[Brief]:
Start the output with the opening line of the listing below and continue, reproducing each line exactly, up to and including the line that contains "Could you kindly indicate each instance of the wooden post".

========================================

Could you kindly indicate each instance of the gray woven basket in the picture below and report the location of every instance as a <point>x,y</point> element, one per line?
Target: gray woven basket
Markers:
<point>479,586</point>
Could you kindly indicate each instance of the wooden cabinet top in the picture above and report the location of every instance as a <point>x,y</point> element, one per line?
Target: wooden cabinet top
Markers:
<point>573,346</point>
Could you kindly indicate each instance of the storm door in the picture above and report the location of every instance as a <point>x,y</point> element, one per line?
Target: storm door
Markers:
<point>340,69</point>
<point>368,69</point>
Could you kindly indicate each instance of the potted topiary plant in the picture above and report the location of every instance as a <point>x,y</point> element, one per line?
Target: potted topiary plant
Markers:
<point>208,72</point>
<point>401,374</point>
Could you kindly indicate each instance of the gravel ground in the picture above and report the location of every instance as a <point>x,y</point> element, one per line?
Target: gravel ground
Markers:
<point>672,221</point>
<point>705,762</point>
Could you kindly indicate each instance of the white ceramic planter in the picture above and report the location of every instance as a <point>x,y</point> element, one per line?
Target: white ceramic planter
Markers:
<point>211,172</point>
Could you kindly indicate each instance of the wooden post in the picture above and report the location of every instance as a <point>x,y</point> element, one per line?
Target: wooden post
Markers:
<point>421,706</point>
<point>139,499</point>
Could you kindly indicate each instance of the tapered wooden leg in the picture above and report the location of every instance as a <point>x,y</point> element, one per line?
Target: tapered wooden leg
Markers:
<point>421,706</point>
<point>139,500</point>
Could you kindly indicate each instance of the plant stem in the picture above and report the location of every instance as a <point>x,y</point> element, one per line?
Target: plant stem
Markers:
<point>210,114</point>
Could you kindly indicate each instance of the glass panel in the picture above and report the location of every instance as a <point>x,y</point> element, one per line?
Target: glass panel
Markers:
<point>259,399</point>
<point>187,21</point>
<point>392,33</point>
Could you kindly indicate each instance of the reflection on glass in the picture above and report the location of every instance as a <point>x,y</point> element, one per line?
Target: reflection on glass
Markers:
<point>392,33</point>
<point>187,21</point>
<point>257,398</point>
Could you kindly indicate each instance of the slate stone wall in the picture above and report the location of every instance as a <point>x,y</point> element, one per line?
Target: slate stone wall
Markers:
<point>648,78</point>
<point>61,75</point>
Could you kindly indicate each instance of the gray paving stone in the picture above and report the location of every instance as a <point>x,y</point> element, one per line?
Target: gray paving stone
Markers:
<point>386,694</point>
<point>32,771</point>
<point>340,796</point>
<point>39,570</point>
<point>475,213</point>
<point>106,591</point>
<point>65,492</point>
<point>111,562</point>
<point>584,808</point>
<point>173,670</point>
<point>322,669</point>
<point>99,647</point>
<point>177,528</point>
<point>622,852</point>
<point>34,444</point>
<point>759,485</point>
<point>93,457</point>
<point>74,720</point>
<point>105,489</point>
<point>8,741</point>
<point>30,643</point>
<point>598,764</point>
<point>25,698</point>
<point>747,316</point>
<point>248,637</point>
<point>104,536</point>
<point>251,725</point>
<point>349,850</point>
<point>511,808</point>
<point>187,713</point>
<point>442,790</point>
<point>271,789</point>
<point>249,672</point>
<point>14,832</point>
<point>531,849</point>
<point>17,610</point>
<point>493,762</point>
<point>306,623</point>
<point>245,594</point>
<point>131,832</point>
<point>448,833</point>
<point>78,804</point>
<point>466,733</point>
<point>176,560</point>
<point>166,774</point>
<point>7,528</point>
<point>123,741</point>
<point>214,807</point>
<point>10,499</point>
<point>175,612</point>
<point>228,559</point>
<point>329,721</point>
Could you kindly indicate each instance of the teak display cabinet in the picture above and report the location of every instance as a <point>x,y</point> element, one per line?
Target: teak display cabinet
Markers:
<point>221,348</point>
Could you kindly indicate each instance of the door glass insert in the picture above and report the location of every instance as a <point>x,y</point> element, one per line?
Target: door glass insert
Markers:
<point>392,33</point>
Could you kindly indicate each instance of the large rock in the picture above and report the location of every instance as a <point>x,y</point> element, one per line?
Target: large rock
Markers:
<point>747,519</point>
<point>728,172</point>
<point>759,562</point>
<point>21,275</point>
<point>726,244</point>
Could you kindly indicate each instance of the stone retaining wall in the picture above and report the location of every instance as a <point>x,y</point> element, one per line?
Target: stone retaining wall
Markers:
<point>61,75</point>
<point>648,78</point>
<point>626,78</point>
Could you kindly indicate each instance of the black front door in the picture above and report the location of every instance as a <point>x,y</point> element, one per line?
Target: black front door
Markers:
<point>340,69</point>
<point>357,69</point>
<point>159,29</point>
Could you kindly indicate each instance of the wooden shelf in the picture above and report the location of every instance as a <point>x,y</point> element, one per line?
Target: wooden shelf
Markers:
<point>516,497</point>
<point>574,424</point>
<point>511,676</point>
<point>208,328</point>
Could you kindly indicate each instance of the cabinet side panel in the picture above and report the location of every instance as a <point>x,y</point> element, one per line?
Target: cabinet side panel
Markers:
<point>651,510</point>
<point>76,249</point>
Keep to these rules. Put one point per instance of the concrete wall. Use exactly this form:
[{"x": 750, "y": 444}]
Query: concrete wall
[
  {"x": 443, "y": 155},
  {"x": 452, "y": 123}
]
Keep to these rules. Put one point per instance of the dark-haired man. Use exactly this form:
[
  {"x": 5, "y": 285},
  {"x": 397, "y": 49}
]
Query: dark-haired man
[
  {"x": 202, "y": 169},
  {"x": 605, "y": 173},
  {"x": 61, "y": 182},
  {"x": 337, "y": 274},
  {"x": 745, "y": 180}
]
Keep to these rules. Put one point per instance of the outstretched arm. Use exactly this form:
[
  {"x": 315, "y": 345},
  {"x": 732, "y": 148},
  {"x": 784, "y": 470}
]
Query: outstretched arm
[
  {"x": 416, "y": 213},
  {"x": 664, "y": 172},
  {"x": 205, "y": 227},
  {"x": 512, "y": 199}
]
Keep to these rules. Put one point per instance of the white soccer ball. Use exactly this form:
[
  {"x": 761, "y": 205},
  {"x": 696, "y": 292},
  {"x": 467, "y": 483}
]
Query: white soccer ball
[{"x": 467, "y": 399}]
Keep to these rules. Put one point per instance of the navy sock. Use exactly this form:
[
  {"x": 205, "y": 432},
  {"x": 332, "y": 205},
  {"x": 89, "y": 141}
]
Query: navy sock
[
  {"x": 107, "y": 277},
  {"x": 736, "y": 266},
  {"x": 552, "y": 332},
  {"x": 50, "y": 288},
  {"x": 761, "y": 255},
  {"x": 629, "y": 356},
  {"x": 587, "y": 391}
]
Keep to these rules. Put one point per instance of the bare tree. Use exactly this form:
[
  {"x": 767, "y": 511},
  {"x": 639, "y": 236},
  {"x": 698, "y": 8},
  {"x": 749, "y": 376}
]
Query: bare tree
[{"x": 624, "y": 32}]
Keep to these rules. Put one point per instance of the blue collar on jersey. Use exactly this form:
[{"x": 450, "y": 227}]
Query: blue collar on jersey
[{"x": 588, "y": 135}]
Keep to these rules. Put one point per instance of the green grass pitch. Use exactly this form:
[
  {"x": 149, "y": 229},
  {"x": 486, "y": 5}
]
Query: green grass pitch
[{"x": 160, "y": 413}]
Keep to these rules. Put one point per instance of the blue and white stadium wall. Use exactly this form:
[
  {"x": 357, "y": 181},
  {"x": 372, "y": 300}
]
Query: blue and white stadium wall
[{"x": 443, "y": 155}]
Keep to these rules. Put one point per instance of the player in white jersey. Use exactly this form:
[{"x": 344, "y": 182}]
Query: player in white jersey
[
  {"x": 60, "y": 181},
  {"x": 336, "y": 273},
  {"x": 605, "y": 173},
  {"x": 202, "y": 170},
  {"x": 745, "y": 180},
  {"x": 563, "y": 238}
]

========================================

[Result]:
Could you kindly indicate each instance of the gray woven basket in the picture below and report the location of every instance as a <point>x,y</point> element, one per line?
Target: gray woven basket
Markers:
<point>479,586</point>
Could you kindly indicate each instance of the wooden cabinet top in the picture above and report the location of every instance as a <point>x,y</point> element, one per line?
Target: wooden cabinet top
Markers:
<point>573,346</point>
Could you kindly indicate each instance of the storm door in the picture above and report the location of every instance as a <point>x,y</point> element, one per line?
Target: storm door
Markers:
<point>340,69</point>
<point>368,69</point>
Could you kindly indicate each instance of the potted topiary plant in the picture above and report the location of every instance as a <point>x,y</point> element, one per line?
Target: potted topiary plant
Markers:
<point>208,72</point>
<point>401,374</point>
Could you kindly indicate each instance of the gravel ground in the picture above and report the location of every instance as a <point>x,y</point> element, one per line?
Target: gravel ground
Markers:
<point>672,221</point>
<point>705,762</point>
Could you kindly indicate each instance of the white ceramic planter in the picture above and report the location of every instance as a <point>x,y</point> element, one per line?
Target: white ceramic planter
Markers:
<point>211,172</point>
Could you kindly indicate each instance of the wooden post in the picture above and report the location of every instance as a <point>x,y</point> element, one per line?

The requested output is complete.